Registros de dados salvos
* * * *
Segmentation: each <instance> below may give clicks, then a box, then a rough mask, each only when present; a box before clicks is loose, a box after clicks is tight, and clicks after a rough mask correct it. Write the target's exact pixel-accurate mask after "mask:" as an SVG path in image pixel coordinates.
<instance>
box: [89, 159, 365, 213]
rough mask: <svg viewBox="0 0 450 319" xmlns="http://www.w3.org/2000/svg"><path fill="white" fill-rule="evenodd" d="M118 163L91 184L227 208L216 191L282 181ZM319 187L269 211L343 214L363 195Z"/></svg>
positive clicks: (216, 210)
* * * *
[TRABALHO PEDIDO]: Disponha todas as linhas do material como uma lista numerada, deixando de fora as linhas em branco.

[RESULTADO DO EXERCÍCIO]:
1. Segmentation: each <instance> below may give clicks, then a box, then a rough mask, each only when present; a box before clicks is loose, a box after clicks is tight, and clicks after a rough mask correct it. Write the target's exact pixel-accurate mask after "mask:" as an SVG path in image pixel coordinates.
2. <instance>
3. box: [89, 159, 365, 213]
4. rough mask: <svg viewBox="0 0 450 319" xmlns="http://www.w3.org/2000/svg"><path fill="white" fill-rule="evenodd" d="M118 163L91 184L227 208L216 191L282 181ZM319 187L269 211L343 214L363 195Z"/></svg>
5. positive clicks: (216, 210)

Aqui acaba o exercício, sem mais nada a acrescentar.